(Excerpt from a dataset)
-- Begin --

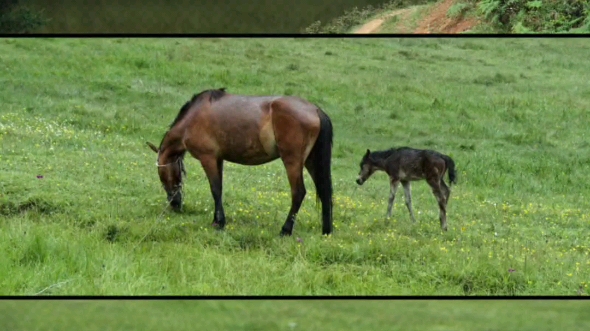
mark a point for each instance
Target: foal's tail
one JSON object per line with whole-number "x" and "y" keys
{"x": 321, "y": 155}
{"x": 451, "y": 166}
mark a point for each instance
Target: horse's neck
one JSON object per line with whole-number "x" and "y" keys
{"x": 171, "y": 150}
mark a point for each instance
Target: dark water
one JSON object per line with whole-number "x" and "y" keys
{"x": 184, "y": 16}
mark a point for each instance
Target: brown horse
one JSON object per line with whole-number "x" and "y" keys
{"x": 215, "y": 126}
{"x": 407, "y": 164}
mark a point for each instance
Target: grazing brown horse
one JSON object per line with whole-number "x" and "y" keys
{"x": 407, "y": 164}
{"x": 215, "y": 126}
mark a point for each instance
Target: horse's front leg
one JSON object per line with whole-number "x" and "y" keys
{"x": 214, "y": 170}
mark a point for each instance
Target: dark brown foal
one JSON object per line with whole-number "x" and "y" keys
{"x": 404, "y": 165}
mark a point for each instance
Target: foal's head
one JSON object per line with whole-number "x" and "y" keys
{"x": 171, "y": 171}
{"x": 368, "y": 167}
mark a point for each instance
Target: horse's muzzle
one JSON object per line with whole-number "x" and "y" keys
{"x": 175, "y": 202}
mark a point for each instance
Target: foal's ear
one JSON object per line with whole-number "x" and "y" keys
{"x": 154, "y": 148}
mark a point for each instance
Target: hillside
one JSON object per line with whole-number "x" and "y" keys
{"x": 463, "y": 16}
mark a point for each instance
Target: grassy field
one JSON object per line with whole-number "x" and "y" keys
{"x": 296, "y": 315}
{"x": 512, "y": 113}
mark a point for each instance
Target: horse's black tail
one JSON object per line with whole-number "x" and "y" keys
{"x": 321, "y": 156}
{"x": 451, "y": 167}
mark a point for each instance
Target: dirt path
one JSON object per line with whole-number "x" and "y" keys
{"x": 438, "y": 22}
{"x": 374, "y": 25}
{"x": 435, "y": 21}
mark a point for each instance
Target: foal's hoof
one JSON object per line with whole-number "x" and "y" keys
{"x": 285, "y": 233}
{"x": 217, "y": 226}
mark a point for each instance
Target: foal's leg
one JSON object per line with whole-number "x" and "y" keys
{"x": 408, "y": 198}
{"x": 394, "y": 183}
{"x": 214, "y": 171}
{"x": 434, "y": 182}
{"x": 295, "y": 175}
{"x": 446, "y": 190}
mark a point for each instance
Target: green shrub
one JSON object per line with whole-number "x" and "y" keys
{"x": 19, "y": 19}
{"x": 523, "y": 16}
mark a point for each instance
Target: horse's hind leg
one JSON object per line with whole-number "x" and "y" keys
{"x": 393, "y": 189}
{"x": 214, "y": 170}
{"x": 442, "y": 203}
{"x": 295, "y": 175}
{"x": 408, "y": 198}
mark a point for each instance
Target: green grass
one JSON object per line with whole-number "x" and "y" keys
{"x": 513, "y": 114}
{"x": 295, "y": 315}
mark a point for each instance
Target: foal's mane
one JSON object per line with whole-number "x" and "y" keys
{"x": 214, "y": 95}
{"x": 384, "y": 154}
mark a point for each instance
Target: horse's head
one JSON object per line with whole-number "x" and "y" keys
{"x": 171, "y": 170}
{"x": 368, "y": 167}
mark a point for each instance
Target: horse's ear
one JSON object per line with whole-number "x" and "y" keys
{"x": 154, "y": 148}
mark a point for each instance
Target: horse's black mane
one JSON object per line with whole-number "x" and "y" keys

-- End --

Exercise objective
Return every line of the entries above that contains the word "mane".

Solution
Target: foal's mane
Target: horse's black mane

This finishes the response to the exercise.